▸ INSTRUCTIONS:
A - From the MQTT binding thread, list every date written in year-month-day form and every clock time written as hours:minutes.
B - Reproduce the MQTT binding thread word for word from "The spec said: Every value under $stats must be updated. Update" to "Hi @davidgraeff!".

▸ SOURCE TEXT:
-=-=-=-=-
We are very close to having a perfect implementation, thanks for your effort! :+1:

Best regards,

Aitor

davidgraeff commented 5 years ago

Not valid anymore. The $stats/interval value cannot pull a device OFFLINE anymore in the latest MQTT PR.

The spec said: Every value under $stats must be updated. Update $stats/interval itself within time, and that will work with your version of the binding.

Please check again in the next snapshot, thanks.

bodiroga commented 5 years ago

Hi @davidgraeff!

Not valid anymore. The $stats/interval value cannot pull a device OFFLINE anymore in the latest MQTT PR.

Yeah, that seems to be the case, but I don't understand how that could happen if my bundle version id is 201811100937, which means that the bundle was compiled today (2018-11-10) at 09:37. At the same time, your last PR (#6489) was merged yesterday (2018-11-09) at 21:00. It doesn't make sense to me :confused:

The spec said: Every value under $stats must be updated.
-=-=-=-=-
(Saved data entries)

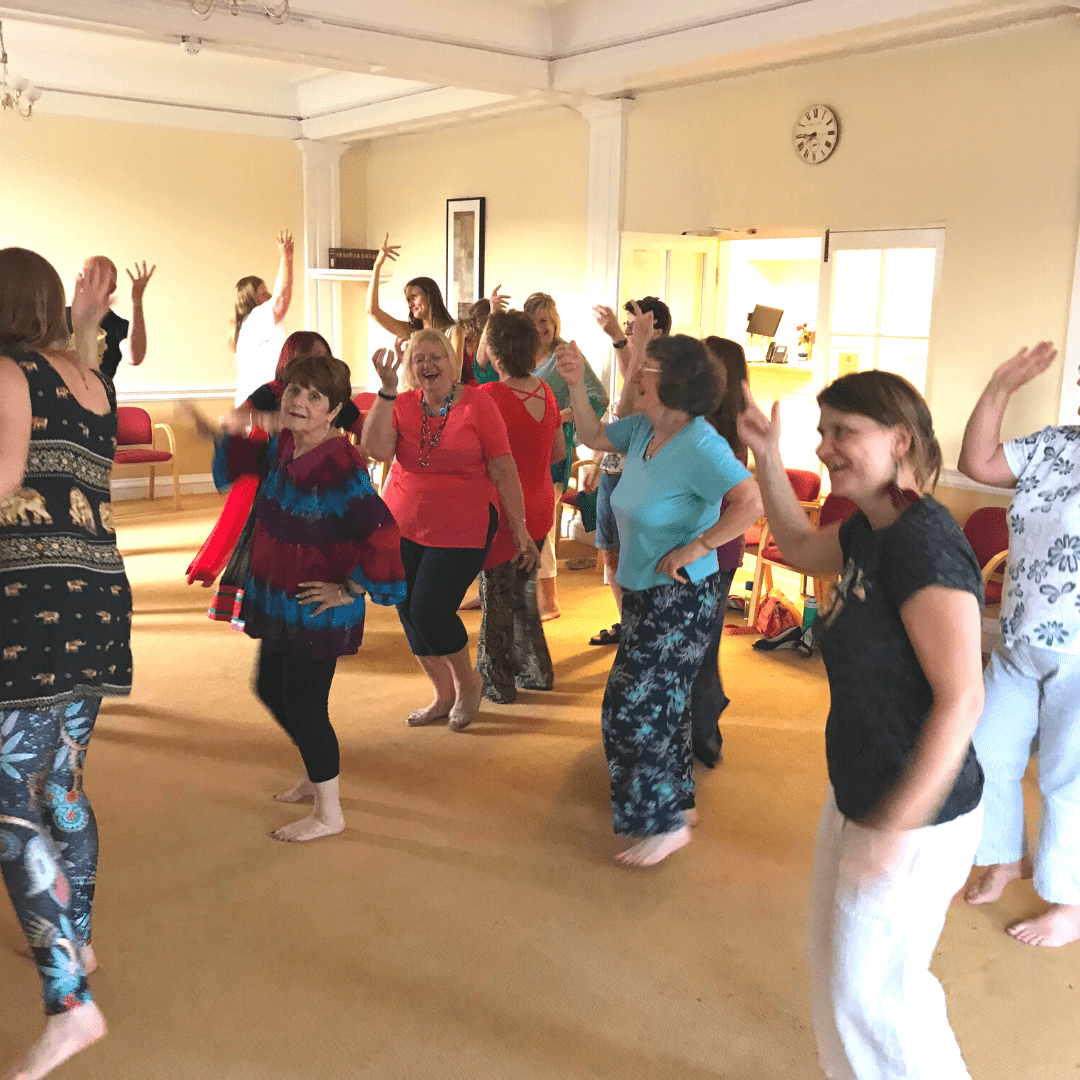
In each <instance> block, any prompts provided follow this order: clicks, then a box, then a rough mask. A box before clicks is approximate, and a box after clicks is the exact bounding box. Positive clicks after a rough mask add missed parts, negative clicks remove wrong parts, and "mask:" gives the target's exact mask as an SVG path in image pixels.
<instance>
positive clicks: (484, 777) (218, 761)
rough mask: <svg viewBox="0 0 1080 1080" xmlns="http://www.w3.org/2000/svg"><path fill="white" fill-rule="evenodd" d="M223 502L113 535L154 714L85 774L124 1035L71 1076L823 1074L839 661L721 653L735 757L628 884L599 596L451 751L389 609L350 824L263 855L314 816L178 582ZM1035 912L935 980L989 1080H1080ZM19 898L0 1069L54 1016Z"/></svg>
mask: <svg viewBox="0 0 1080 1080" xmlns="http://www.w3.org/2000/svg"><path fill="white" fill-rule="evenodd" d="M217 505H219V502H218V500H216V499H212V498H208V497H207V498H203V499H188V500H187V507H188V508H191V509H186V510H184V511H183V512H181V513H179V514H173V513H171V512H168V511H156V510H151V509H150V508H149V507H148V505H147V504H146V503H143V504H134V505H127V507H122V508H121V513H120V515H119V516H120V538H121V544H122V548H123V550H124V552H125V555H126V559H127V569H129V573H130V576H131V579H132V582H133V584H134V586H135V606H136V616H135V636H134V647H135V657H136V667H135V692H134V693H133V696H132V698H131V699H130V700H126V701H113V702H111V703H108V704H107V705H106V707H105V708H104V710H103V713H102V717H100V720H99V724H98V729H97V733H96V737H95V743H94V745H93V747H92V750H91V755H90V761H89V769H87V788H89V789H90V792H91V794H92V797H93V799H94V805H95V808H96V811H97V815H98V820H99V823H100V828H102V836H103V851H102V862H100V873H99V885H98V900H97V905H96V913H95V931H96V933H95V944H96V946H97V950H98V954H99V956H100V960H102V970H100V972H99V973H98V974H97V975H95V976H94V978H93V981H92V982H93V988H94V991H95V995H96V997H97V1000H98V1001H99V1003H100V1005H102V1008H103V1010H104V1011H105V1013H106V1015H107V1017H108V1020H109V1023H110V1035H109V1037H108V1039H106V1040H105V1041H104V1042H103V1043H100V1044H99V1045H98V1047H96V1048H94V1049H92V1050H91V1051H89V1052H87V1053H85V1054H83V1055H82V1056H81V1057H80V1058H78V1059H77V1061H75V1062H73V1063H71V1064H69V1065H68V1066H67V1067H66V1068H63V1069H60V1070H59V1071H57V1072H56V1074H55V1076H56V1077H58V1078H62V1080H77V1078H78V1080H174V1078H175V1080H207V1078H215V1080H242V1078H243V1080H248V1078H251V1080H299V1078H309V1077H311V1078H314V1077H320V1078H321V1077H333V1078H342V1080H343V1078H364V1080H421V1078H437V1080H443V1078H445V1080H496V1078H498V1080H511V1078H512V1080H556V1078H559V1080H561V1078H576V1080H577V1078H582V1080H583V1078H603V1080H634V1078H650V1080H652V1078H656V1080H666V1078H672V1080H675V1078H679V1080H793V1078H794V1080H801V1078H808V1080H809V1078H814V1077H818V1076H819V1074H818V1070H816V1066H815V1063H814V1054H813V1043H812V1036H811V1032H810V1027H809V1011H808V985H807V974H806V969H805V964H804V959H802V919H804V910H805V905H806V897H807V878H808V875H809V869H810V859H811V845H812V835H813V828H814V823H815V819H816V813H818V808H819V806H820V802H821V799H822V795H823V792H824V787H825V771H824V761H823V740H822V730H823V725H824V715H825V708H826V701H827V691H826V687H825V681H824V673H823V670H822V666H821V664H820V662H819V661H818V660H812V661H804V660H800V659H798V658H797V657H794V656H791V654H786V653H785V654H781V656H775V654H773V656H769V657H762V656H759V654H757V653H753V652H752V651H751V649H750V640H751V639H748V638H726V639H725V643H724V653H725V674H726V676H727V684H728V690H729V693H730V696H731V697H732V699H733V704H732V705H731V706H730V708H729V710H728V712H727V714H726V715H725V720H724V731H725V750H726V760H725V762H724V765H723V766H721V767H720V768H718V769H717V770H715V771H713V772H711V771H708V770H701V771H700V773H699V787H698V796H699V804H698V805H699V808H700V811H701V825H700V827H699V829H698V831H697V835H696V838H694V841H693V842H692V843H691V845H690V846H689V847H688V848H687V849H685V850H684V851H681V852H678V853H677V854H675V855H674V856H672V858H671V859H670V860H667V861H666V862H665V863H664V864H663V865H662V866H660V867H659V868H657V869H656V870H652V872H646V873H634V872H629V870H624V869H619V868H616V867H615V866H613V865H612V863H611V861H610V856H611V854H612V852H613V850H615V841H613V837H612V835H611V829H610V811H609V806H608V797H607V773H606V767H605V762H604V755H603V751H602V748H600V744H599V701H600V696H602V692H603V687H604V680H605V677H606V674H607V669H608V666H609V664H610V661H611V657H612V653H613V650H612V649H610V648H607V649H604V648H592V647H590V646H588V645H585V644H584V643H585V642H586V639H588V637H589V636H590V634H592V633H594V632H595V631H596V630H598V629H599V627H600V625H603V624H605V623H607V622H610V621H611V618H610V617H611V613H612V609H611V603H610V598H609V596H608V594H607V593H606V591H605V590H604V588H603V585H602V584H600V582H599V578H598V576H597V575H596V573H595V572H594V571H589V570H583V571H576V572H575V571H565V572H563V573H561V577H559V588H561V595H562V600H563V610H564V617H563V618H562V619H561V620H558V621H557V622H554V623H551V624H549V639H550V643H551V648H552V653H553V656H554V658H555V667H556V689H555V690H554V691H552V692H550V693H536V692H532V693H522V694H521V697H519V699H518V702H517V703H516V704H514V705H512V706H495V705H490V704H485V706H484V708H483V711H482V714H481V719H480V721H478V723H476V724H475V725H474V726H473V727H472V728H471V729H469V730H468V731H467V732H463V733H460V734H454V733H450V732H448V731H447V730H446V729H445V728H443V727H434V728H427V729H419V730H410V729H407V728H406V727H405V725H404V723H403V718H404V716H405V714H406V713H407V712H408V711H409V708H411V707H415V706H416V705H418V704H423V703H426V701H427V699H426V697H424V692H426V689H424V680H423V678H422V676H421V675H420V673H419V670H418V669H417V667H416V666H415V664H414V661H413V660H411V658H410V656H409V653H408V650H407V648H406V645H405V639H404V637H403V635H402V632H401V630H400V627H399V624H397V619H396V616H395V613H394V612H393V611H392V610H386V609H382V608H374V607H373V609H372V610H370V615H369V618H368V624H367V637H366V640H365V644H364V648H363V649H362V650H361V653H360V656H357V657H354V658H350V659H348V660H346V661H343V662H342V663H341V664H340V665H339V669H338V676H337V679H336V681H335V685H334V692H333V696H332V700H330V707H332V716H333V717H334V719H335V723H336V725H337V728H338V732H339V735H340V740H341V748H342V792H343V796H345V806H346V813H347V818H348V820H349V825H350V827H349V831H348V832H347V833H346V834H345V835H343V836H342V837H340V838H335V839H330V840H322V841H319V842H316V843H311V845H302V846H296V847H293V846H284V845H279V843H275V842H274V841H272V840H270V839H268V837H267V834H268V832H269V831H270V829H271V828H273V827H274V826H276V825H279V824H281V823H282V822H284V821H287V820H288V819H289V818H291V816H292V815H293V814H294V813H295V811H294V810H293V809H292V808H287V807H282V806H279V805H276V804H274V802H273V801H272V800H271V799H270V793H272V792H274V791H280V789H282V788H284V787H285V786H287V785H288V784H291V783H292V782H293V781H294V780H295V779H296V778H297V777H298V775H299V759H298V756H297V755H296V753H295V751H294V750H293V747H292V746H291V745H289V744H288V743H287V742H286V740H285V738H284V735H283V734H282V733H281V732H280V731H279V730H278V729H276V727H275V726H274V725H273V723H272V721H271V720H270V719H269V717H268V716H267V715H266V714H265V713H264V711H262V710H261V707H260V706H259V705H258V703H257V702H256V701H255V700H254V698H253V696H252V693H251V690H249V686H248V684H249V678H251V670H252V663H253V658H254V652H255V646H254V643H252V642H251V640H249V639H247V638H246V637H243V636H242V635H239V634H237V633H234V632H233V631H231V630H229V629H227V627H225V626H221V625H213V624H211V623H208V622H207V621H206V619H205V617H204V611H205V606H206V602H207V599H208V593H207V592H206V591H204V590H202V589H199V588H189V586H187V585H186V584H184V580H183V573H184V569H185V567H186V566H187V564H188V561H189V559H190V557H191V554H192V553H193V552H194V551H195V550H197V548H198V546H199V544H200V543H201V542H202V540H203V538H204V537H205V535H206V531H207V529H208V526H210V524H211V522H212V521H213V516H214V513H215V510H216V508H217ZM468 619H469V622H470V625H471V626H472V627H473V629H474V630H475V626H476V625H477V624H478V619H480V613H478V612H473V613H471V615H470V616H469V617H468ZM474 640H475V637H474ZM1034 902H1035V901H1034V894H1032V893H1031V890H1030V888H1029V887H1028V886H1026V885H1025V886H1017V887H1014V888H1013V890H1012V891H1011V892H1010V893H1009V894H1008V896H1007V900H1005V901H1003V902H1002V903H1001V904H999V905H997V906H995V907H993V908H989V909H985V908H984V909H971V908H968V907H967V906H964V905H962V904H955V905H954V909H953V912H951V914H950V916H949V920H948V924H947V927H946V930H945V934H944V936H943V939H942V944H941V947H940V950H939V955H937V958H936V960H935V971H936V973H937V974H939V976H940V977H941V978H942V981H943V982H944V984H945V987H946V990H947V991H948V997H949V1008H950V1015H951V1017H953V1022H954V1026H955V1028H956V1030H957V1034H958V1036H959V1039H960V1043H961V1045H962V1048H963V1050H964V1054H966V1056H967V1059H968V1063H969V1065H970V1068H971V1072H972V1076H973V1078H974V1080H1067V1078H1076V1077H1080V1058H1078V1042H1080V1040H1078V1036H1077V1030H1078V1029H1080V1025H1078V1023H1077V1013H1078V1007H1080V946H1074V947H1072V948H1071V949H1064V950H1058V951H1040V950H1035V949H1030V948H1026V947H1024V946H1022V945H1018V944H1016V943H1014V942H1013V941H1012V940H1011V939H1009V937H1008V936H1007V935H1005V934H1004V933H1003V932H1002V928H1003V926H1004V924H1005V923H1007V922H1008V921H1009V920H1010V919H1012V918H1014V917H1016V916H1020V915H1022V914H1024V913H1026V912H1028V910H1030V909H1031V907H1032V904H1034ZM3 908H4V909H3V912H2V915H0V1064H3V1063H5V1062H6V1061H9V1059H10V1058H11V1057H12V1056H13V1054H14V1051H15V1048H16V1047H18V1045H22V1044H23V1043H25V1042H26V1041H28V1040H29V1039H31V1038H32V1037H33V1036H35V1034H36V1032H37V1030H38V1028H39V1025H40V1022H41V1018H40V1013H39V1004H38V1002H39V997H38V994H39V987H38V982H37V976H36V974H35V972H33V969H32V967H31V966H30V964H29V963H28V962H27V961H26V960H23V959H21V958H18V957H17V956H15V954H14V953H12V951H11V946H12V945H13V944H14V943H15V941H16V939H17V928H16V924H15V920H14V917H13V916H12V914H11V912H10V909H9V908H8V907H6V905H3ZM1074 987H1077V989H1075V988H1074ZM927 1080H929V1078H927Z"/></svg>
-=-=-=-=-
▸ ANSWER SET:
A - 2018-11-10, 09:37, 2018-11-09, 21:00

B -
The spec said: Every value under $stats must be updated. Update $stats/interval itself within time, and that will work with your version of the binding.

Please check again in the next snapshot, thanks.

bodiroga commented 5 years ago

Hi @davidgraeff!